> [YOUR INSTRUCTIONS]: Reproduce the lines below verbatim. Begin at the line that contains "Tag every instance of the person's thumb" and stop after the line that contains "x=271 y=174".

Saved entries:
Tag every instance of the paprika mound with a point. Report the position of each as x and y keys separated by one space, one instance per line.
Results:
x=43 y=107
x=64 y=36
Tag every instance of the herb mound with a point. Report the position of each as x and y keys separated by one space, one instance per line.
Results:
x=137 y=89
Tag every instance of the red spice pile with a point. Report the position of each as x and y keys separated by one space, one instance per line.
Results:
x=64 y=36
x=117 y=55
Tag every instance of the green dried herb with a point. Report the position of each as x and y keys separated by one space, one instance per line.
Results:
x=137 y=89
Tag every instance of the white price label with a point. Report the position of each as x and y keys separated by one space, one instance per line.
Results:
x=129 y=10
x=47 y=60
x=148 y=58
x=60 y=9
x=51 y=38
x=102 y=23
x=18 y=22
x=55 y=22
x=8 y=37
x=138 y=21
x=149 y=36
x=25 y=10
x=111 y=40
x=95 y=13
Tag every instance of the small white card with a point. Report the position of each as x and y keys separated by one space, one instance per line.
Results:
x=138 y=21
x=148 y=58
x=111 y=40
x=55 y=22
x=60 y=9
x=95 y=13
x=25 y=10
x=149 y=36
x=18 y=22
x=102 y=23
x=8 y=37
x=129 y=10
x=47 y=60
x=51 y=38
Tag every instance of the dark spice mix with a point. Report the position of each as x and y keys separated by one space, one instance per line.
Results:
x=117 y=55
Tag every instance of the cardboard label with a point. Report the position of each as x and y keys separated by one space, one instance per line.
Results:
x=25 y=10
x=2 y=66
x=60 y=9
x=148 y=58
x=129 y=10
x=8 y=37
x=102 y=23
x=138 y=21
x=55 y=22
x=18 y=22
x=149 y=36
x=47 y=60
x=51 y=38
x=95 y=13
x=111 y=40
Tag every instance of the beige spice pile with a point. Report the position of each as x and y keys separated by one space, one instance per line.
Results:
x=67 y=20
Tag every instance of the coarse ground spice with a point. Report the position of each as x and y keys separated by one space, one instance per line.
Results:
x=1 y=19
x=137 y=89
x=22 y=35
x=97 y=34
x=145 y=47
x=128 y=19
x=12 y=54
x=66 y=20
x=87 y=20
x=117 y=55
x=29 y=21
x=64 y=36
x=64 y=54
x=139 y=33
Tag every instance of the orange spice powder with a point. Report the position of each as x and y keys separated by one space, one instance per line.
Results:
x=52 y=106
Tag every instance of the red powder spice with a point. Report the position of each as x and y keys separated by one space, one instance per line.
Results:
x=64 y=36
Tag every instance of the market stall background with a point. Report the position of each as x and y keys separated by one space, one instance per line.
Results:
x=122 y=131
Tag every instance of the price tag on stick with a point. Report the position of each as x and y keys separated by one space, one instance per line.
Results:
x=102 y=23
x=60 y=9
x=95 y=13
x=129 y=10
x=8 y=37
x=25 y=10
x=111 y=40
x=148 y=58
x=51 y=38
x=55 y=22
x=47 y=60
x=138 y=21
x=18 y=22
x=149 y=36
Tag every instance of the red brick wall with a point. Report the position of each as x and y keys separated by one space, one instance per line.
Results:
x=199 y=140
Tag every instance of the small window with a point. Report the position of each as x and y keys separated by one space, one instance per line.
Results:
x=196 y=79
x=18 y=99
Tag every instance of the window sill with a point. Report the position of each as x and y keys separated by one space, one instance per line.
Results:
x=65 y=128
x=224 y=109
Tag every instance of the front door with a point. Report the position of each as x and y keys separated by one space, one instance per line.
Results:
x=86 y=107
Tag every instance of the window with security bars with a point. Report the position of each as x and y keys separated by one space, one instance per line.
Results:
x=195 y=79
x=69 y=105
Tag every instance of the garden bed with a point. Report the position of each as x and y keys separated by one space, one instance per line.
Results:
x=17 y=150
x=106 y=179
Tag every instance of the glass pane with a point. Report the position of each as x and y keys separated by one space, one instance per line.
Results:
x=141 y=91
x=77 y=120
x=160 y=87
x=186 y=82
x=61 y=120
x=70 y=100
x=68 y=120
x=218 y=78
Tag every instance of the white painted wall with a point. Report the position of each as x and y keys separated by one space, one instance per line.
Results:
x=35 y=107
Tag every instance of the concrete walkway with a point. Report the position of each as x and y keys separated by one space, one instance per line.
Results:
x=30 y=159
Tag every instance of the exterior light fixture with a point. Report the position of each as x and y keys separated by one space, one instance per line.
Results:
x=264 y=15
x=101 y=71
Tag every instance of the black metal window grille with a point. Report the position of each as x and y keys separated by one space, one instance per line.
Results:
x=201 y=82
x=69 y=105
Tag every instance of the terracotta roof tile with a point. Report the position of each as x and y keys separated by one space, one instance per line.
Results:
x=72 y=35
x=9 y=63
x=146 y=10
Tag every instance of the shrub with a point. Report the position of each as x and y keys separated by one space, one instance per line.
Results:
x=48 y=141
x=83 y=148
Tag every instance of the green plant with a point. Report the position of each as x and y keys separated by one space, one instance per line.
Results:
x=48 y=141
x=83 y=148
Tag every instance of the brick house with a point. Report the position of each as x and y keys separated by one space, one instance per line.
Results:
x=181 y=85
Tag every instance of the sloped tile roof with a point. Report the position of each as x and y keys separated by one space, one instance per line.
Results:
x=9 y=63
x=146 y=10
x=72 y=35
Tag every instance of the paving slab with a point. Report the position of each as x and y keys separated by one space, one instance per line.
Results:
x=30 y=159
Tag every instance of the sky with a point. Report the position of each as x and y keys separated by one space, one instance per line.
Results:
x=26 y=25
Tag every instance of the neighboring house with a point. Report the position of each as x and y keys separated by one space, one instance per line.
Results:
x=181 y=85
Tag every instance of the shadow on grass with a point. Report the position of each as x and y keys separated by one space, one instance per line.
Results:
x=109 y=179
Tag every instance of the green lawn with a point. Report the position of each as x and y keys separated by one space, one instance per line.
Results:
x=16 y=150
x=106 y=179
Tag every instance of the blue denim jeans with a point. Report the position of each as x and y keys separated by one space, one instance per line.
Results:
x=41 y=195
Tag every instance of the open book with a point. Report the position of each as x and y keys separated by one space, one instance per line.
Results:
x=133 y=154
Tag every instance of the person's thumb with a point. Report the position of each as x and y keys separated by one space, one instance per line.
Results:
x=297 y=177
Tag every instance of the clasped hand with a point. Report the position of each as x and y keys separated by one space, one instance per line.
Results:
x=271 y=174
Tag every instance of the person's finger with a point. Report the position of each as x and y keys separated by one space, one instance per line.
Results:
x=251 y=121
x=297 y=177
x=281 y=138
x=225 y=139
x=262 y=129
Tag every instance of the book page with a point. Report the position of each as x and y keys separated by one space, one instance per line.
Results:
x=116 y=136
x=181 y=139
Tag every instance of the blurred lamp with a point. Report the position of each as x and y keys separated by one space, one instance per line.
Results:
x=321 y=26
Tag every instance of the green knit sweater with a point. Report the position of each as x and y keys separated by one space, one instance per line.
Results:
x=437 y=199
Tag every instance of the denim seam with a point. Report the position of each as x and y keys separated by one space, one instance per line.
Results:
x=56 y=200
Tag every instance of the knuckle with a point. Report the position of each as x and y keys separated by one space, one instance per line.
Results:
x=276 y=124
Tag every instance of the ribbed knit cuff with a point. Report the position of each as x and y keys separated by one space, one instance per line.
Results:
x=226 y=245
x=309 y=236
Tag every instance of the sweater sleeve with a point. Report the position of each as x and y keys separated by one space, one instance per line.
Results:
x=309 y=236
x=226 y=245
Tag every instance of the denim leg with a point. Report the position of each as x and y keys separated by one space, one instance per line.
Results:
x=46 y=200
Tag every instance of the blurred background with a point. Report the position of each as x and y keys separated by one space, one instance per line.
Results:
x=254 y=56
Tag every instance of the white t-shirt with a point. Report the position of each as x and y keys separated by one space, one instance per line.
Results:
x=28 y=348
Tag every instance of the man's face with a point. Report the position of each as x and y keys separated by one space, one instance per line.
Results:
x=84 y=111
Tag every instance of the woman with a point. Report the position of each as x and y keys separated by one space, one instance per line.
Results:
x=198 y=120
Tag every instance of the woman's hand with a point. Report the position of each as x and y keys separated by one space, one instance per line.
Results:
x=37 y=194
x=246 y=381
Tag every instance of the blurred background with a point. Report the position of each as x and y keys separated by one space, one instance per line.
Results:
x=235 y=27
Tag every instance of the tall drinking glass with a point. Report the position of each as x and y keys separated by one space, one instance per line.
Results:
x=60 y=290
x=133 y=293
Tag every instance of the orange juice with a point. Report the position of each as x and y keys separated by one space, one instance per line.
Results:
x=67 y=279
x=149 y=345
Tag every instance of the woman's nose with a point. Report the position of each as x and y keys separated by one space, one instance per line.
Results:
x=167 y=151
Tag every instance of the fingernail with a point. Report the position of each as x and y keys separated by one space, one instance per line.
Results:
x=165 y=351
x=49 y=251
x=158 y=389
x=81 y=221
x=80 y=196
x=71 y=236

> [FULL ANSWER]:
Tag every instance of the person's thumb with a point. Report the position of each as x and y keys separated by one space, one instance per line.
Results:
x=297 y=177
Tag every instance of the clasped hand with a point. Report the position of each as x and y keys separated by one space, one instance per line.
Results:
x=271 y=174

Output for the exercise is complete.